**ASSIGNMENT 1**
In the sanitation article, list every group of stakeholders it names as sharing the cost of toilet and sanitation provision under the new business models.
**ASSIGNMENT 2**
Reproduce the sanitation article word for word from "Transforming sanitation is" up to and including "cost of finance.".
**ASSIGNMENT 3**
Answer these questions using the sanitation article:
(a) Whose pioneering work in 19th century London is mentioned?
(b) According to the article, how many people have no access to sanitation at all?
(c) What two uses for human faeces does the article name?

**TEXT BLOCK**
◇ ◇ ◇ ◇

Functioning sanitation systems are vital for healthy cities – but not every city can afford to have complex underground sewage systems. On World Toilet Day, Jack Sim, founder of the UN-affiliated WorldToilet.org, explores some interesting alternatives.
Since the pioneering and life-saving work of Bazalgette in 19th century London, sanitation systems have been based around the assumption that the provision of a network of underground pipes to remove sewage from individual properties is essential for a functioning system.
The problem with this as a solution is that the construction, operation and especially maintenance of underground sewer networks is prohibitively expensive for most cities in the global south.
Getting bogged down in trying to design and maintain cheaper underground sewer networks, or finding extra sources of finance, is not the answer.
Instead, what’s starting to work – and at increasing scale – is a different approach. It involves identifying all the functions that need to be performed, the existing components in each specific location, the needs and potential contributions of all stakeholders, and then re-combining those components to align the economic incentives of all stakeholders in culturally-appropriate ways.
From taboo to new renewable resource
Recognising the inherent value of human faeces as inputs for either fuel (via anaerobic digestion) or compost enables a different train of thinking, design, and infrastructure provision.
Rather than relying on ‘high cost, high maintenance’ sewage pipes to remove a flow of combined human waste, separating out the faeces right from the start enables different forms of economic value to be created and exchanged.
This means that, potentially, users of toilets are inevitably producing a valuable resource on an ongoing basis.
Hence the economic cost of toilet and sanitation provision can be shared affordably through new business models involving a different grouping of stakeholders: toilet users, collectors of human faeces including those traditionally doing dangerous latrine-emptying work, energy-producing plants, compost producers, designers and providers of appropriate toilets with easy collection features, and transport providers.
Knock-on benefits
So why is this good news for the overall cost of urban infrastructure in the global south?
Transforming sanitation is critical to good health and good social outcomes, and hence to good economic outcomes.
Investing in infrastructure in areas where there’s no sanitation provision, and therefore high incidence of preventable serious disease and death, is a difficult case to argue, which increases the cost of finance.
But since low cost and self-sustaining methods of providing sanitation now exist, human health in many urban areas of the global South can now be significantly and permanently improved.
In turn, this makes achieving an ROI on other forms of infrastructure investment far more likely, reducing that cost.
New opportunity: one third of the world’s population?
Given that 2.4 billion people – yes, one third of the world’s population – still lack access to decent sanitation, and 900 million have no access at all, the potential opportunity for transformation via new viable business models is extremely large.
Given the enthusiastic support for the UN’s SDGs (Sustainable Development Goals) at the first Global Engineering Congress recently, it will be great to see the infrastructure sector step up to the opportunity.
Food for thought I hope, wherever we may be sitting this World Toilet Day.

◇ ◇ ◇ ◇

**AVAILABLE DATA**
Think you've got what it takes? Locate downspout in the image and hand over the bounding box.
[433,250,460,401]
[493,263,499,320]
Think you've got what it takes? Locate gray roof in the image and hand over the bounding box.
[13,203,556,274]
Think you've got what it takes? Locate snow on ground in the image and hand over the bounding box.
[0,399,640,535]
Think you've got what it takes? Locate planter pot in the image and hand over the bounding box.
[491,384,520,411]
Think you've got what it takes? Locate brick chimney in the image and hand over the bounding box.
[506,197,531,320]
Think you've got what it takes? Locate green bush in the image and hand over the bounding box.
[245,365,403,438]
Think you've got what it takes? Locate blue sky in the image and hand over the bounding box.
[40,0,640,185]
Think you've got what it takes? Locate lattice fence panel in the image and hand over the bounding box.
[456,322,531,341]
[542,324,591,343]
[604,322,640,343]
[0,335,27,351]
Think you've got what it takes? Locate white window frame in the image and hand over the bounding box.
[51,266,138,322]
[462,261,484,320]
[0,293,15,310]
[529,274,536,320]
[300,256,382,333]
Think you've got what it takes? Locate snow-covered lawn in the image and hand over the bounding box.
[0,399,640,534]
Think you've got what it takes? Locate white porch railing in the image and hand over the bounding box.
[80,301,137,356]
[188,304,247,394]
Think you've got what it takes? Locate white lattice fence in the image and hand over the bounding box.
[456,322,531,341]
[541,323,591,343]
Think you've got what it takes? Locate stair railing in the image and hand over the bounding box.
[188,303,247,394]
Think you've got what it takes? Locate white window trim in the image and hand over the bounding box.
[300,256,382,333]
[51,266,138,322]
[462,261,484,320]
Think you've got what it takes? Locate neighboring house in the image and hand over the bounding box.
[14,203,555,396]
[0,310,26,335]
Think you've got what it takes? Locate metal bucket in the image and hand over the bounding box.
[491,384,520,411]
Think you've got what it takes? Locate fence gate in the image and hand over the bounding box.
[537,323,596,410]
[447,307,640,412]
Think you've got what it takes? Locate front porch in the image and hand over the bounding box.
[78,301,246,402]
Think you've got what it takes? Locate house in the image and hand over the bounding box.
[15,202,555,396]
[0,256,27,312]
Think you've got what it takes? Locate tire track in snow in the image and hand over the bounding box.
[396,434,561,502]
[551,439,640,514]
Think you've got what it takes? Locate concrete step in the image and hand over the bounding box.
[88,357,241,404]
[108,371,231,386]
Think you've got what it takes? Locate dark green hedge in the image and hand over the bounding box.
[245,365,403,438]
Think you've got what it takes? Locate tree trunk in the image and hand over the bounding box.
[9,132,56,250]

◇ ◇ ◇ ◇

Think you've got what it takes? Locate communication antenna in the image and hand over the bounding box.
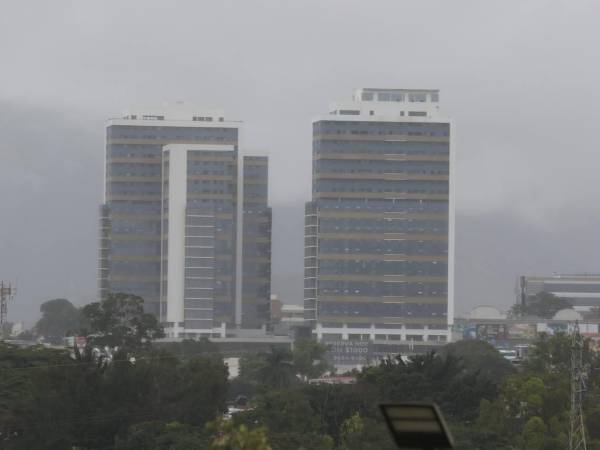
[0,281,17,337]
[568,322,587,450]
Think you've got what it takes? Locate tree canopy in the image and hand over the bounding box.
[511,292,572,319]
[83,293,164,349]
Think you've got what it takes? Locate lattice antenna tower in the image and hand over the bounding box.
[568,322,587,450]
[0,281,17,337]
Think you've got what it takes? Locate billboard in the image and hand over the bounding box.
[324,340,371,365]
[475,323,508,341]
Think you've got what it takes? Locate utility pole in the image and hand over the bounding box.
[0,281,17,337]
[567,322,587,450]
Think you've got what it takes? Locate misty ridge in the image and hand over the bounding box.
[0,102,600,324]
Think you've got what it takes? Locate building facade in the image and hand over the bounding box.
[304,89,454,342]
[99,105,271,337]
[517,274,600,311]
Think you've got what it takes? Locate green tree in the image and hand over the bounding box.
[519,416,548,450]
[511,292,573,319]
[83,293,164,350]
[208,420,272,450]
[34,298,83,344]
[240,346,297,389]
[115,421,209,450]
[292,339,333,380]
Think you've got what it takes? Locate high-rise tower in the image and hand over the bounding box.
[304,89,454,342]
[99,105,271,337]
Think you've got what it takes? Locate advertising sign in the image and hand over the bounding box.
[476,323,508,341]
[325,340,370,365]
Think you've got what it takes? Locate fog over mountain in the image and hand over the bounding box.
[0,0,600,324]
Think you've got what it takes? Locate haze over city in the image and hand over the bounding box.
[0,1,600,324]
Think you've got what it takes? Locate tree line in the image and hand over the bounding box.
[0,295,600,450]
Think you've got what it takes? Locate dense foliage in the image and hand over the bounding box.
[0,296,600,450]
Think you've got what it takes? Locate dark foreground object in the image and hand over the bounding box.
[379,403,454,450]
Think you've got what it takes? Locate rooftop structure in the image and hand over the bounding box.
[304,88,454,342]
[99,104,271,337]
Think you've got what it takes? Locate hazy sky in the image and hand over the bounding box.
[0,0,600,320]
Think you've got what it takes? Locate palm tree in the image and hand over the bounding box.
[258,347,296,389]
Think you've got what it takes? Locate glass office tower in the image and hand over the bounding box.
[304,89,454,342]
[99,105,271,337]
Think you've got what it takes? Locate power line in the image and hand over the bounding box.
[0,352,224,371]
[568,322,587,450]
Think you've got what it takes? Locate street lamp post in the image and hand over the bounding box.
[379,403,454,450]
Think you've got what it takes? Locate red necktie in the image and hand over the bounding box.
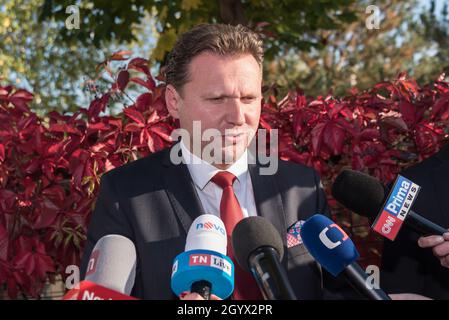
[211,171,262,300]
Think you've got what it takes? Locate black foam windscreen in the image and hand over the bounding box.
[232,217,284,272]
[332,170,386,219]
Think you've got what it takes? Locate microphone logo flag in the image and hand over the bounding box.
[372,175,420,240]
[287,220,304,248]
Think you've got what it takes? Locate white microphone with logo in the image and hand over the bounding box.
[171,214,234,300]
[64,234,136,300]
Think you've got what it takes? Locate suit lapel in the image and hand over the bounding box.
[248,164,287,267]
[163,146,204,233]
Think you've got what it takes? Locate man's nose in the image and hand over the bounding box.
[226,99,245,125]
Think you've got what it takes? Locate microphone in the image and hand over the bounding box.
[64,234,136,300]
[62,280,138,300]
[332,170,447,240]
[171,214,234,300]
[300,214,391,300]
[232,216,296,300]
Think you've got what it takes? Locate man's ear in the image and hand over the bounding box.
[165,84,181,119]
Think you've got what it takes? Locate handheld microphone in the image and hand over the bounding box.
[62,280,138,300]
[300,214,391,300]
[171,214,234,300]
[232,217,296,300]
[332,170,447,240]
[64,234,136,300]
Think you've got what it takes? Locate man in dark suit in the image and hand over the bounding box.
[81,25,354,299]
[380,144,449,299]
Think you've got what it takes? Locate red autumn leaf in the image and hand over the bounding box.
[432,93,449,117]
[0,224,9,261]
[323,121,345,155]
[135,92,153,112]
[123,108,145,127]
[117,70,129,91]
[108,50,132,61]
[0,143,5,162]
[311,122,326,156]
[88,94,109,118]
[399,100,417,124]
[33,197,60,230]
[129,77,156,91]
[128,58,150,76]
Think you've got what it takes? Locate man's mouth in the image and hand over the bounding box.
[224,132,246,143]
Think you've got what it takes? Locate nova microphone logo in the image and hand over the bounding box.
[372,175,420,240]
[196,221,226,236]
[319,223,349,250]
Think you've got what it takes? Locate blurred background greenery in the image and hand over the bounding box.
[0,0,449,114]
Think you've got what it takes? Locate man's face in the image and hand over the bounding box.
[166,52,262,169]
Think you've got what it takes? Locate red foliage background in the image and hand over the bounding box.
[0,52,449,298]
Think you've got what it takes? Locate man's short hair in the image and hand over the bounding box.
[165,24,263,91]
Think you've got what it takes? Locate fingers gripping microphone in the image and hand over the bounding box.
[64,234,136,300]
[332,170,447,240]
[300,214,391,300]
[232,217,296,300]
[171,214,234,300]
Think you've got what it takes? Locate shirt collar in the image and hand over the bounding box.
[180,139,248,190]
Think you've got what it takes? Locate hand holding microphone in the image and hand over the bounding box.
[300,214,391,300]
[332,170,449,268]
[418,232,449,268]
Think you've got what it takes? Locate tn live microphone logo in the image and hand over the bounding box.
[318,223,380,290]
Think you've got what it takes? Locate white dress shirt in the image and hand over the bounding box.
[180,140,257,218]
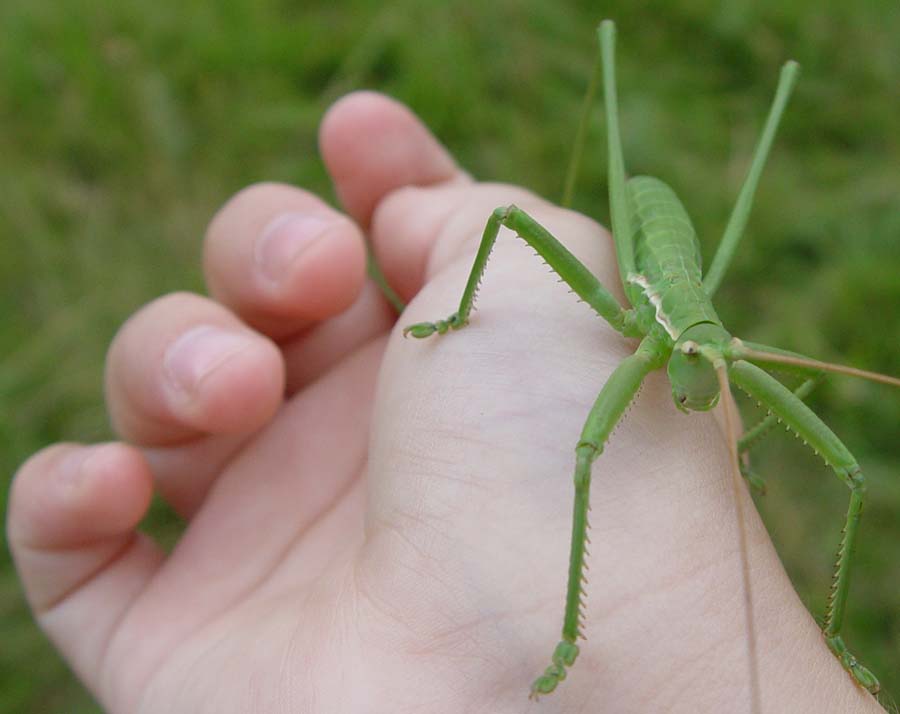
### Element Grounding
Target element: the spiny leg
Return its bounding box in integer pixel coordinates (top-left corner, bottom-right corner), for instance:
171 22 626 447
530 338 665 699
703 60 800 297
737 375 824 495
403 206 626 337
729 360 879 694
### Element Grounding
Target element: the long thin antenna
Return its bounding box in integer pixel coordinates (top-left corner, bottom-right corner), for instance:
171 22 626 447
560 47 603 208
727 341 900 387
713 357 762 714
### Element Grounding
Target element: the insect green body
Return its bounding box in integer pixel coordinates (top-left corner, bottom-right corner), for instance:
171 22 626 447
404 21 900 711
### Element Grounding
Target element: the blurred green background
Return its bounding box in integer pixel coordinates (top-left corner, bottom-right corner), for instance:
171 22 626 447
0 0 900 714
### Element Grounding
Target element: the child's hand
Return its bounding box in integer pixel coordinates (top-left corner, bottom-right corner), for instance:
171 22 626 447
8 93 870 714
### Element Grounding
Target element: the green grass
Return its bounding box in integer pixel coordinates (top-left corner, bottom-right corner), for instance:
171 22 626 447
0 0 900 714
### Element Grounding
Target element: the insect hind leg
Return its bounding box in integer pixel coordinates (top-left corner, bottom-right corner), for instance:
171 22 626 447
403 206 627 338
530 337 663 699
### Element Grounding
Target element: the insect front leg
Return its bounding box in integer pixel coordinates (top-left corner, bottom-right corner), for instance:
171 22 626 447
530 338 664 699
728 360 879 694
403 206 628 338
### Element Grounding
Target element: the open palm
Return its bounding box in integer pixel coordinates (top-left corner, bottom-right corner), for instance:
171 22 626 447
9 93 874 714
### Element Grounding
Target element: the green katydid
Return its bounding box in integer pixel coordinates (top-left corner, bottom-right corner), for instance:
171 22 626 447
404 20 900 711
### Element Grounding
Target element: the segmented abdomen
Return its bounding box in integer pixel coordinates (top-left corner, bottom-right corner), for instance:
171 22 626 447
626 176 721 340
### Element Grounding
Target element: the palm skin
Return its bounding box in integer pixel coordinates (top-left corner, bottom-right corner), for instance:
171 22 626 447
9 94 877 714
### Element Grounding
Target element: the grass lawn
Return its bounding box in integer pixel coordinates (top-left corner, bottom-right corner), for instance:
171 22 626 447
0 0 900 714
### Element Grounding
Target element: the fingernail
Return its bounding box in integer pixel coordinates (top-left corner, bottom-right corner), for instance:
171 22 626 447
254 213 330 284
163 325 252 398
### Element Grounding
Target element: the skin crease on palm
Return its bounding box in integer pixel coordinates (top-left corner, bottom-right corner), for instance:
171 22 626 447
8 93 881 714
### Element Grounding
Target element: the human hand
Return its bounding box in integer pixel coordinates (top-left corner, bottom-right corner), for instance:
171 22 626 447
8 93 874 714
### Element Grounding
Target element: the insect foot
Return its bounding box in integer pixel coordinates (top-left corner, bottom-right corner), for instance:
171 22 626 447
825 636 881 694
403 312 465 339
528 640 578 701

◇ ◇ ◇ ◇

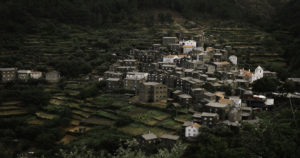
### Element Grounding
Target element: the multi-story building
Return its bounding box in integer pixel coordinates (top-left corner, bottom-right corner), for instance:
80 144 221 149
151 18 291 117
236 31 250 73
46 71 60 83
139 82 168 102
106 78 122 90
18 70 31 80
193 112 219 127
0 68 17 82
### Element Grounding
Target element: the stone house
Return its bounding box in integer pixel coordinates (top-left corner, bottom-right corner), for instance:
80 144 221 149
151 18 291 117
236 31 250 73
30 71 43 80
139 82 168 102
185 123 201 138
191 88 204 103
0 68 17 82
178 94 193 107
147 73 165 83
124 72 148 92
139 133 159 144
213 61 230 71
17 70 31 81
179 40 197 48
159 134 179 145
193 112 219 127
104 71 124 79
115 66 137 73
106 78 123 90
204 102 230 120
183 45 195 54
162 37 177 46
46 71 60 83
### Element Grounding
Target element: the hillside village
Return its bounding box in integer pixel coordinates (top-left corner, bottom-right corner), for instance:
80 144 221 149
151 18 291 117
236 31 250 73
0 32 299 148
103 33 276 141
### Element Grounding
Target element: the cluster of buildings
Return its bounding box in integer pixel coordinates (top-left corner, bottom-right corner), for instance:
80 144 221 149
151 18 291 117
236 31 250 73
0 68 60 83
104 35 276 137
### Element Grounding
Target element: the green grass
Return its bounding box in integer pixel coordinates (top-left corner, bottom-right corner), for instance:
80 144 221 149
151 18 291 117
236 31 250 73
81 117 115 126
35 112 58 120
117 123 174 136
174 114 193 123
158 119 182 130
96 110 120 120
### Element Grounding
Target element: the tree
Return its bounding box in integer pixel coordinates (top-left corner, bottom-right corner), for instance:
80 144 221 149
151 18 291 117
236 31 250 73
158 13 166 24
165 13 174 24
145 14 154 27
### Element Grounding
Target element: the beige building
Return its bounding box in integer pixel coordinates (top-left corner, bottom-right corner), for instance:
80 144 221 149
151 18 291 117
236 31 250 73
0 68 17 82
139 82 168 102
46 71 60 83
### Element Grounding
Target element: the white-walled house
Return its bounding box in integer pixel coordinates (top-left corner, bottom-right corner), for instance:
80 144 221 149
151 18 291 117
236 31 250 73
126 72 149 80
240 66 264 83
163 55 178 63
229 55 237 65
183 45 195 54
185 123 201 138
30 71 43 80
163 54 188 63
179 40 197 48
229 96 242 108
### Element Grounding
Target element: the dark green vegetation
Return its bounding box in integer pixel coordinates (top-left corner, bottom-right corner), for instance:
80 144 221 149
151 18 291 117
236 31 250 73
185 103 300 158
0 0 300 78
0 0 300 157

◇ ◇ ◇ ◇

**EXERCISE ANSWER 1**
- toilet users
- collectors of human faeces, including those traditionally doing dangerous latrine-emptying work
- energy-producing plants
- compost producers
- designers and providers of appropriate toilets with easy collection features
- transport providers

**EXERCISE ANSWER 2**
Transforming sanitation is critical to good health and good social outcomes, and hence to good economic outcomes.
Investing in infrastructure in areas where there’s no sanitation provision, and therefore high incidence of preventable serious disease and death, is a difficult case to argue, which increases the cost of finance.

**EXERCISE ANSWER 3**
(a) Bazalgette's
(b) 900 million
(c) Fuel (via anaerobic digestion) and compost